▸ **Exercise**
Could you please retype the records exactly, minus their pictures?

(Stored items)
*** Begin section ***
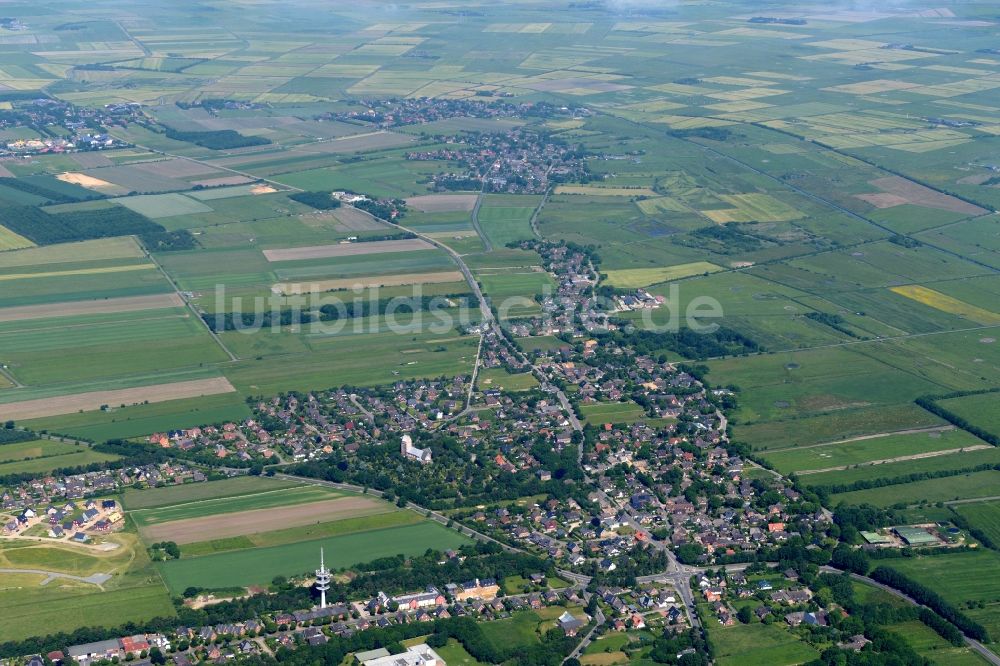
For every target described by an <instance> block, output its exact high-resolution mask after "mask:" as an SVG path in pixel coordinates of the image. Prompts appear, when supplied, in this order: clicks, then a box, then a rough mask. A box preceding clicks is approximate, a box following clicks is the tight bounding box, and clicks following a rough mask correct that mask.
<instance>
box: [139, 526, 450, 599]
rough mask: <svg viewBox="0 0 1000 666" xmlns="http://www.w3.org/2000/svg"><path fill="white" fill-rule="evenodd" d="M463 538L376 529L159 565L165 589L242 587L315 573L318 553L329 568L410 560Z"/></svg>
mask: <svg viewBox="0 0 1000 666" xmlns="http://www.w3.org/2000/svg"><path fill="white" fill-rule="evenodd" d="M467 542H468V541H467V539H466V538H465V537H462V536H460V535H459V534H457V533H456V532H453V531H452V530H449V529H447V528H446V527H443V526H441V525H439V524H437V523H433V522H426V521H425V522H421V523H418V524H415V525H406V526H402V527H393V528H388V529H376V530H372V531H366V532H359V533H356V534H347V535H342V536H333V537H327V538H321V539H314V540H309V541H300V542H298V543H292V544H285V545H279V546H269V547H264V548H253V549H249V550H238V551H233V552H225V553H219V554H215V555H205V556H202V557H195V558H191V559H180V560H172V561H170V562H164V563H162V564H161V565H159V569H160V573H161V574H162V575H163V579H164V581H165V582H166V584H167V587H169V588H170V589H171V590H173V591H174V592H175V593H179V592H180V591H182V590H184V589H185V588H187V587H189V586H196V587H207V588H211V587H245V586H248V585H257V584H264V583H268V582H270V580H271V579H272V578H274V577H275V576H278V575H283V576H291V575H300V574H303V573H305V572H306V571H310V570H312V569H315V568H316V562H317V561H318V559H317V558H318V557H319V549H320V548H321V547H322V548H324V549H325V550H326V553H327V555H326V564H327V566H329V567H330V568H331V569H340V568H342V567H347V566H351V565H353V564H359V563H361V562H368V561H370V560H374V559H377V558H380V557H388V556H390V555H397V554H403V555H416V554H418V553H423V552H424V551H426V550H427V549H428V548H434V549H438V550H445V549H448V548H456V547H458V546H460V545H462V544H464V543H467Z"/></svg>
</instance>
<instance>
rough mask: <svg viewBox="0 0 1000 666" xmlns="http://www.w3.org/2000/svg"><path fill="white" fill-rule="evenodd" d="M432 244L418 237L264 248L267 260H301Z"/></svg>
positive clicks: (408, 251) (414, 249)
*** End section ***
▸ **Answer to this task**
For every target described by an <instance> block, output its exact high-resolution mask after "mask:" as an SVG path in pixel coordinates of the image. Prompts appear, when supplied, in this order: clicks, then a box, then a rough mask. A box preceding clicks is approximate, a box following clicks is the tight bounding box, and clicks following a rough mask correct that mask.
<instance>
box: [139, 526, 450, 599]
rough mask: <svg viewBox="0 0 1000 666" xmlns="http://www.w3.org/2000/svg"><path fill="white" fill-rule="evenodd" d="M463 538L376 529L159 565L165 589L242 587L315 573L318 553L329 568L410 560Z"/></svg>
mask: <svg viewBox="0 0 1000 666" xmlns="http://www.w3.org/2000/svg"><path fill="white" fill-rule="evenodd" d="M467 542H468V541H467V539H466V538H465V537H462V536H460V535H459V534H457V533H456V532H453V531H452V530H449V529H447V528H446V527H443V526H441V525H439V524H437V523H433V522H426V521H425V522H421V523H418V524H415V525H406V526H402V527H393V528H388V529H376V530H372V531H366V532H359V533H356V534H347V535H342V536H333V537H327V538H321V539H314V540H309V541H300V542H298V543H292V544H285V545H279V546H269V547H264V548H253V549H249V550H238V551H233V552H225V553H219V554H215V555H205V556H202V557H195V558H191V559H180V560H172V561H170V562H164V563H162V564H161V565H159V569H160V573H161V574H162V575H163V579H164V581H165V582H166V584H167V587H169V588H170V589H171V590H173V591H174V592H175V593H179V592H180V591H182V590H184V589H185V588H187V587H189V586H196V587H207V588H211V587H245V586H248V585H257V584H264V583H268V582H270V580H271V579H272V578H274V577H275V576H278V575H283V576H291V575H300V574H303V573H305V572H306V571H310V570H312V569H315V568H316V562H317V561H318V559H317V558H318V557H319V549H320V548H321V547H322V548H324V549H325V550H326V553H327V555H326V564H327V566H329V567H330V568H331V569H340V568H342V567H347V566H351V565H353V564H359V563H361V562H368V561H370V560H374V559H377V558H380V557H388V556H390V555H397V554H403V555H416V554H418V553H423V552H424V551H426V550H427V549H428V548H434V549H438V550H445V549H448V548H456V547H458V546H460V545H462V544H464V543H467Z"/></svg>
</instance>
<instance>
rough mask: <svg viewBox="0 0 1000 666" xmlns="http://www.w3.org/2000/svg"><path fill="white" fill-rule="evenodd" d="M432 244L418 237L264 248L267 260H301Z"/></svg>
positive clicks: (408, 251) (414, 249)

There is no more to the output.